══ Document passage ══
Wind Energy, Wind Power Plant, Wind Turbine Working

(Last Updated On: September 9, 2020)

Wind Power plant:

Basically a power plant is a place where electricity is produced. Wind energy describes the process by which wind rotates the blade of the turbine the wind consists of kinetic energy when it rotates the blades of the turbine then this energy is converted into mechanical energy with help of generator mechanical energy is converted into electrical energy. The mechanical energy is in the form of rotation.

Wind energy possesses kinetic energy due to which mariners used sails with the help of wind. Wind energy was used by the farmers to draw water from the wells and to grind their grains with the help of windmill. Now day’s electric energy is produced with the help of wind turbines. More than 25 percent per year wind energy usage is increased, in recent years but still, it only provides a small fraction of the world’s energy.

How do winds form?
═══
══ Dataset records ══
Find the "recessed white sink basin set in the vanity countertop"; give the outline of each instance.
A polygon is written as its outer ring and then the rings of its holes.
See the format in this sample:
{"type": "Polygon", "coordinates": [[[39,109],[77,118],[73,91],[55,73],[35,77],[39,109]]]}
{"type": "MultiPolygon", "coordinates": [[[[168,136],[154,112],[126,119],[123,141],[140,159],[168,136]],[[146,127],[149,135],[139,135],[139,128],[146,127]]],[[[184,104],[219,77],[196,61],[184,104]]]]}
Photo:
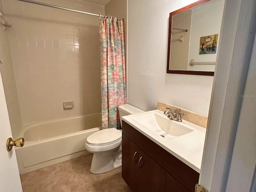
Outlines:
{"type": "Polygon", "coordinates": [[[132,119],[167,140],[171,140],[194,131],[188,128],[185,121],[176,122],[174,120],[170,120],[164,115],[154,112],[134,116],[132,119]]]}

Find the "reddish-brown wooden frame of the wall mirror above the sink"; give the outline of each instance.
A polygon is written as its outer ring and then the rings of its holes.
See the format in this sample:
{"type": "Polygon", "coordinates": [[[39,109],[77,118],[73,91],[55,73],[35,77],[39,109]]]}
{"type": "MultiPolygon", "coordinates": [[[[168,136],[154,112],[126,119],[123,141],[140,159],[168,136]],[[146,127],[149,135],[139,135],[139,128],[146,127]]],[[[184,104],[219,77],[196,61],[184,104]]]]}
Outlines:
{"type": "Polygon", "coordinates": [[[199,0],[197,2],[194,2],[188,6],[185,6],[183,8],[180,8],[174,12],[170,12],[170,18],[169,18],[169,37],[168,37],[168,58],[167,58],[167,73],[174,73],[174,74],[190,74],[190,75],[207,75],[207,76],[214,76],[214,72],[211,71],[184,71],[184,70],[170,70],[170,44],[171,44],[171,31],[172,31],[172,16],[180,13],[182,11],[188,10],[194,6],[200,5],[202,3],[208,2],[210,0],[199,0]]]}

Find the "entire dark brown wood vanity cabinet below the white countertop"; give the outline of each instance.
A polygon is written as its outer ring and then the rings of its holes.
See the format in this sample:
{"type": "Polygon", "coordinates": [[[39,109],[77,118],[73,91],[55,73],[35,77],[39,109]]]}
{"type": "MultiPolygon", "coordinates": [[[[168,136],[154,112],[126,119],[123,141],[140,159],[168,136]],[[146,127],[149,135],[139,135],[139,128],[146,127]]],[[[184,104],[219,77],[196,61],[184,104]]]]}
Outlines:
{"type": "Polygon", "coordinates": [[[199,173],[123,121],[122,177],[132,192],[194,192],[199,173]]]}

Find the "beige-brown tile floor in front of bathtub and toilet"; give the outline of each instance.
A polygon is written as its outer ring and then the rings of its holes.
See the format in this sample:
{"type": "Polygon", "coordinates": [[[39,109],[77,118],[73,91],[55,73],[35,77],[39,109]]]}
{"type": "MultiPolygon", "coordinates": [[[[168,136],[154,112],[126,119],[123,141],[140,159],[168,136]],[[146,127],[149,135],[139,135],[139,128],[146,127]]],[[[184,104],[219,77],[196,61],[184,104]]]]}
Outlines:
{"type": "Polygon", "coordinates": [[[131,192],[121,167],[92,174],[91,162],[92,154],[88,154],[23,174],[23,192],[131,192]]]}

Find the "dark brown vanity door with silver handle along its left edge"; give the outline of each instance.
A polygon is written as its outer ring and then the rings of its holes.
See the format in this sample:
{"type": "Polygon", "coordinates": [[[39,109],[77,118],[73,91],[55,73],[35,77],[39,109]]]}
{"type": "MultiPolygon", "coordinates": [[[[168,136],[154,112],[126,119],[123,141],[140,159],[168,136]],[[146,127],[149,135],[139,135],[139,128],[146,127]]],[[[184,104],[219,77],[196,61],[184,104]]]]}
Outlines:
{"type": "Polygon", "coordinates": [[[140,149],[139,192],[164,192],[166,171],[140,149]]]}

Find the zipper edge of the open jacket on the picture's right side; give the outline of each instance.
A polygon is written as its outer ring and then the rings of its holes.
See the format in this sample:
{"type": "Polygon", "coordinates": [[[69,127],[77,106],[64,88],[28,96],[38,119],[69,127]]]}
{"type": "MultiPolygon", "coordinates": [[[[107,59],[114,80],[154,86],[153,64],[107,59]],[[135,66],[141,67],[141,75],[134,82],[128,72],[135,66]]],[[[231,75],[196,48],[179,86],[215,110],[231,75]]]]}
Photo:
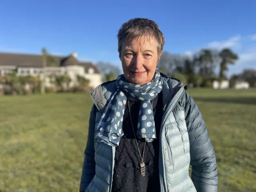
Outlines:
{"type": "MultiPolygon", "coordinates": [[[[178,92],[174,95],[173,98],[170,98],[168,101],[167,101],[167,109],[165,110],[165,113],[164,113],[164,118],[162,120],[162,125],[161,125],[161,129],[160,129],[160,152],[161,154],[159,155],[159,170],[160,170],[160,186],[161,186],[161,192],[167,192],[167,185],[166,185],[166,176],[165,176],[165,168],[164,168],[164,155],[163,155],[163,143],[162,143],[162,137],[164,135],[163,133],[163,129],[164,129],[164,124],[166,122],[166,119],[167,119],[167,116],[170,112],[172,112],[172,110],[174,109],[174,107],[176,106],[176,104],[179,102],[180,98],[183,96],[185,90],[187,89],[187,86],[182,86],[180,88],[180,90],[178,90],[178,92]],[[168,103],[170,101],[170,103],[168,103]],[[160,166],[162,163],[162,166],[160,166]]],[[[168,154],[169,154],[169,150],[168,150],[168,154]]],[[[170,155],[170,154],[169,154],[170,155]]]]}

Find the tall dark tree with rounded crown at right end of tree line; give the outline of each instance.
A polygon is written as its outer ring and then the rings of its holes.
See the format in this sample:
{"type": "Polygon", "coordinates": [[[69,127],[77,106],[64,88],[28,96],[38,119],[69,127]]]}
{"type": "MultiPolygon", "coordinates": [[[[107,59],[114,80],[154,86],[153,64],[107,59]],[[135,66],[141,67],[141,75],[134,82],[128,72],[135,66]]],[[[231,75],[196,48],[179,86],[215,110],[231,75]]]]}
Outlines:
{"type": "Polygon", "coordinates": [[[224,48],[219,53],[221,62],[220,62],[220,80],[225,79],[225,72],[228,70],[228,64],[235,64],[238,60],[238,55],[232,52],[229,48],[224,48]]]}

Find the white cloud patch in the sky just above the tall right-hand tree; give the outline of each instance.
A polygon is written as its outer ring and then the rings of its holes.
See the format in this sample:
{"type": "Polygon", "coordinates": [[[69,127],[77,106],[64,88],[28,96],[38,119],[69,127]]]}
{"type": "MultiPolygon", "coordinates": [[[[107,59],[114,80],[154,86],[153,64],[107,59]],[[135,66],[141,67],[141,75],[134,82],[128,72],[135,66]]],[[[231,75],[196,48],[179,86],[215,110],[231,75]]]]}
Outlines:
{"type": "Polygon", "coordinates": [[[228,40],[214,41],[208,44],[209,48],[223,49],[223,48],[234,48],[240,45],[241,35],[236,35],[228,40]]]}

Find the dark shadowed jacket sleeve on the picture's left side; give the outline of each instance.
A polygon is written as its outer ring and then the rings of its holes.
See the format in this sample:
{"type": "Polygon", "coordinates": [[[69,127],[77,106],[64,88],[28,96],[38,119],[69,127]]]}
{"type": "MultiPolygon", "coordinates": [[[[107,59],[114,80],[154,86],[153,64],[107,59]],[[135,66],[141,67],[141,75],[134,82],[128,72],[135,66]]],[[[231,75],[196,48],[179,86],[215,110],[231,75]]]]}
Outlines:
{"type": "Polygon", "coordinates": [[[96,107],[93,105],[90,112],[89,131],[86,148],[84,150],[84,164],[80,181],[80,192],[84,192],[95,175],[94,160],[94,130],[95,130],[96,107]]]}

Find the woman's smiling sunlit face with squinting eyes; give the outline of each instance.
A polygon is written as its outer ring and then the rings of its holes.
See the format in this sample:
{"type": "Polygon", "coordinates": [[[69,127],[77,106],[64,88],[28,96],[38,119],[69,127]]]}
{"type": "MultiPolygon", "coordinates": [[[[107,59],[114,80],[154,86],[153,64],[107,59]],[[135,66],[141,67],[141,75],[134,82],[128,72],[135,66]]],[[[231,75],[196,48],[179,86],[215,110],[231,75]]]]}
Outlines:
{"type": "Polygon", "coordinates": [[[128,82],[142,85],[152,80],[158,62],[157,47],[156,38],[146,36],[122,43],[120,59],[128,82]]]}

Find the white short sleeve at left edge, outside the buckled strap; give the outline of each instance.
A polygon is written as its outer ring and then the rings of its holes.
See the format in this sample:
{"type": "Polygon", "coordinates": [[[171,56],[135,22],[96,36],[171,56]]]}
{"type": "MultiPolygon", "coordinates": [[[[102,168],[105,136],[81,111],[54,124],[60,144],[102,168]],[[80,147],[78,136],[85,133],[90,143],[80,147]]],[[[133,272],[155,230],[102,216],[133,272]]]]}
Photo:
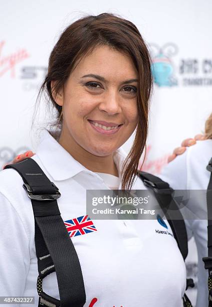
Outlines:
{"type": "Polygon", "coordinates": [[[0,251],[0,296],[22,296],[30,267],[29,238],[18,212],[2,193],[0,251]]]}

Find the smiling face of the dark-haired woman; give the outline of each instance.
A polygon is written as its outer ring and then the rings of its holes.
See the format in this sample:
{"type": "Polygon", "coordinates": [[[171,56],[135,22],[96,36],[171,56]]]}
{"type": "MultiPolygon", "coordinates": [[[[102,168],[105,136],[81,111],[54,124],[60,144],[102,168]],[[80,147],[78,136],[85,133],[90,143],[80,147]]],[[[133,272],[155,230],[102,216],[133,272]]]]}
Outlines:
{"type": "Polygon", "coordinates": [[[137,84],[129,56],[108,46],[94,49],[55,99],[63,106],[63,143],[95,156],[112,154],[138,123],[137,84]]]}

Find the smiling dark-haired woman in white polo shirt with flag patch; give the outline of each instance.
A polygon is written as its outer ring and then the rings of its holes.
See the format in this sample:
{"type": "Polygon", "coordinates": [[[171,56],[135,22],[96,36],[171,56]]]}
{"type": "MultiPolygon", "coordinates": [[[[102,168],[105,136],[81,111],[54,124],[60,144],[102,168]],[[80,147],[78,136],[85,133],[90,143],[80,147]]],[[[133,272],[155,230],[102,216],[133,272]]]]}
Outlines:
═══
Complete the following>
#1 In the wind power plant text, how much has wind energy usage grown per year in recent years?
#2 Write the next part of the wind power plant text, starting right after its last line.
The records play no part in what follows and can be left aside.

Answers for the exercise>
#1 More than 25 percent per year.

#2
The earth’s surface has both land and water let suppose that we have two places in which on one place the sun rays are falling while on other place sun rays are not falling. When the sun comes up, the air over the land heats up quickly when the air heats up it becomes warm the air rises up in the sky and hence low-pressure zone is created in the land than that over water. The heated air is lighter and it rises. Now in the second place, the sun rays are not falling hence the air in that place will be colder and it stays on the ground thus high-pressure zone is created in that area. As we know that air flows from the high-pressure zone to the low-pressure zone so air from the high-pressure zone will rashes to the low-pressure zone and hence wind will be formed.

The same process occurs between land and sea. The air on the sea is denser and having high pressure it replaces the air over the land this process happens in the morning time. In the night the land cools much faster than the sea so at this time the reverse process will occur the land will become a high-pressure zone and the sea will become a low-pressure zone. The movement of the airflow will be from land to sea.

During day time: air flows from sea to land

During night time: air flows from land to sea

Wind energy is utilized by various civilizations for various purposes. Sailors used wind energy to sail their boats in the ocean by wind energy. Wind energy is used as a windmill to draw water from the wells. We also used wind energy to dry clothes. Wind energy is used to make electricity. This purpose is served by the windmill. The basic principle of it is the same as every power plant. The turbine rotates the generator and electricity is being produced.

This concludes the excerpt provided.